----- Baris yang diberikan -----

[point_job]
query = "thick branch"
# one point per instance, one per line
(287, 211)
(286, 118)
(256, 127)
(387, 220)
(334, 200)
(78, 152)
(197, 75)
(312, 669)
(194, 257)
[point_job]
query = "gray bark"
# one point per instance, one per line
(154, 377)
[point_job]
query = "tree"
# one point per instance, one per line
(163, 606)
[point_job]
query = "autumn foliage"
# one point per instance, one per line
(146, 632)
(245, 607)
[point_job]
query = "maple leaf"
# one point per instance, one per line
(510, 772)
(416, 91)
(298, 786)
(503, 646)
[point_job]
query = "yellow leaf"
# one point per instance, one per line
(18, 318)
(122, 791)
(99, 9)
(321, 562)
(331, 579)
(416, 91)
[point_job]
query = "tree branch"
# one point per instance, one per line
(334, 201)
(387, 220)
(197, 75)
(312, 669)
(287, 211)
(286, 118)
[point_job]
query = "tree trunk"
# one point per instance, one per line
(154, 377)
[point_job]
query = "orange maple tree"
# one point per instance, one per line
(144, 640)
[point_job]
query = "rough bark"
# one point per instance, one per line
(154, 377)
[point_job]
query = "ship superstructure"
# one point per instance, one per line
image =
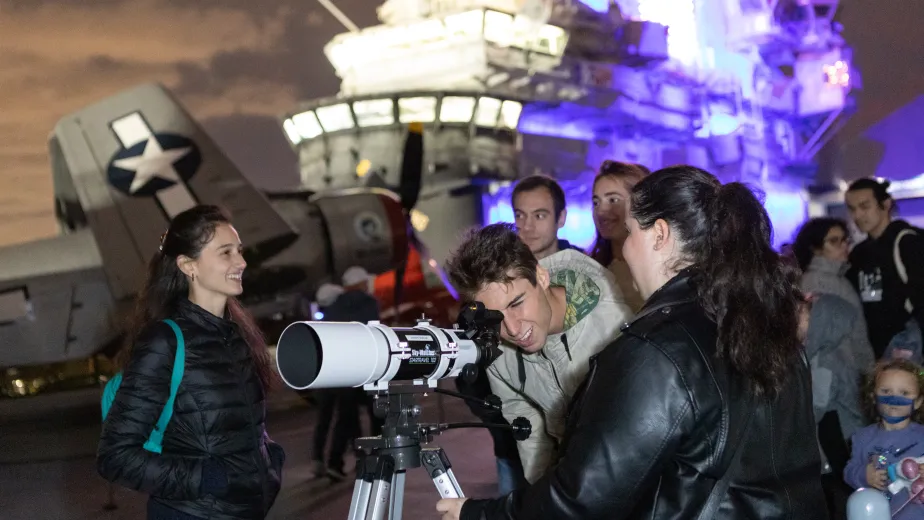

-----

## Permintaan tertulis
Laporkan setiap baris di atas yang mengandung kata "maple" dengan menyalin baris itu secara utuh.

## Jawaban tugas
query = "maple leaf"
query = "orange maple tree"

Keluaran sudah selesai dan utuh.